Saying that I went to a fiercely competitive all-girls’ high school is like saying that I am going to graduate in seven months and be thrown into an unfriendly job market full of people who will laugh openly when I mention my creative writing portfolio. In other words, it’s true, but the horror of that truth is difficult to convey on the printed page.

It’s not that I didn’t like most of the girls I went to high school with, I just liked other things better. Like applesauce, for example. Especially since applesauce didn’t spend four years asking me, “What’d you get on the Biology test? Uh-huh. Oh, I got an A.” If it ever did ask me, applesauce would probably add something like, “Well, that was a really hard test though. I’m pretty lucky; I totally guessed on a lot of it.” Truthfully, applesauce probably would have stood a good chance of doing better than I on a Biology test. Especially if it had actually studied, and not just flipped through its notes and then wandered off to watch The Simpsons.

Every year in March my high school had EXAM WEEK. A few months before Exam Week, teachers would start referring to how certain things they were teaching were going to be on the Exam. (Cue thunder, shrill screams, fainting of strong men.) A hushed silence would fall over the room, and everyone except me would take a moment of silence to tremble over the imminence of Exam Week, the Armageddon for neurotic prep-school girls who had been taking practice SATs since before they could focus their eyes. I was usually too busy composing haikus about how I wanted to be eating lunch or making out with David Duchovny instead of sitting through double history.

[Region pointing data]
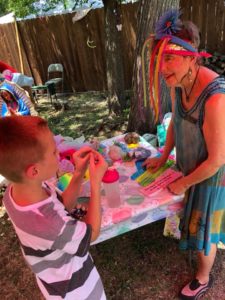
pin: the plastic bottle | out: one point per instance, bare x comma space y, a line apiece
111, 186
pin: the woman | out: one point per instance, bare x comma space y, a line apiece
197, 132
14, 101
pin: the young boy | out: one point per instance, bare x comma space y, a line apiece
53, 243
14, 100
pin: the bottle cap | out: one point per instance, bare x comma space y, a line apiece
111, 175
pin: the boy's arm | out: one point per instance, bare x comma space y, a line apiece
81, 159
97, 169
71, 193
93, 216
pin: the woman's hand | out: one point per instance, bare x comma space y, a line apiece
178, 187
81, 159
154, 163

**Complete the following**
(1) Copy a passage from the essay about high school word for word, beginning at the words "Every year in" and stopping after "through double history.".
(2) Continue the essay about high school and Exam Week, picking up right after its final sentence.

**Answers in order**
(1)
Every year in March my high school had EXAM WEEK. A few months before Exam Week, teachers would start referring to how certain things they were teaching were going to be on the Exam. (Cue thunder, shrill screams, fainting of strong men.) A hushed silence would fall over the room, and everyone except me would take a moment of silence to tremble over the imminence of Exam Week, the Armageddon for neurotic prep-school girls who had been taking practice SATs since before they could focus their eyes. I was usually too busy composing haikus about how I wanted to be eating lunch or making out with David Duchovny instead of sitting through double history.

(2)
Ooo, Exam Week. I’m so scared, I’m trembling. Don’t let Exam Week get me! That was my reaction to Exam Week when I was listening, especially after I read in the student handbook that the Exam for any given class counted for not more than 1/7th of our grade in that class. One-seventh? I wasn’t one for numbers, but one-seventh seemed like not very much. If you divided a dollar up into seven equal amounts, each amount was only about…oh, forget it. The point is, nobody else in my class seemed appropriately impressed by my discovery that we really didn’t need to worry about these exams, as they didn’t count for much. Although now that I think about it, I have since taken Finals in college that counted for a healthy 25% of my grade for a class (now there’s a percentage I can both tabulate and respect) without getting too worked up about it. Perhaps I just lack a healthy fear of education. In any case, despite my protests, Exam Week continued to inspire fear and anorexia in those around me.

There was no middle ground. Either you gloated over your academic achievements and measured your self-worth by them, or you gleefully showed off the reading quiz you failed in English class because you hadn’t bothered to read Wuthering Heights and had written that Heathcliff was Catherine’s cat. I was the only girl in my grade to drop Math after two years of hard-earned 69’s on all my tests, which gave me five extra free periods all to myself each week. My comment that ‘Not taking math is like having a 40-minute orgasm every day’ found its way into the yearbook, where I hope the math department enjoyed it. I’ve generally found my failures to be funnier than my successes. And, you know, I’ve learned more from them. Or something.